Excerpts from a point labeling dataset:
□ □ □ □
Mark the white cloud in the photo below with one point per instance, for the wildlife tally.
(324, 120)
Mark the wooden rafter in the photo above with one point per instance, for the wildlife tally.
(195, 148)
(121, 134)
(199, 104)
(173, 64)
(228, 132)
□ □ □ □
• _PROBLEM REQUIREMENTS_
Write out the entire listing above without changing a single character, and keep every coordinate line.

• _WORKED SOLUTION_
Mark the white cloud in the photo below with one point per instance, for the wildlife tally.
(324, 120)
Mark the wooden rafter in the photo above with one point per instance, for the wildlife tally.
(195, 148)
(121, 134)
(199, 104)
(173, 64)
(228, 132)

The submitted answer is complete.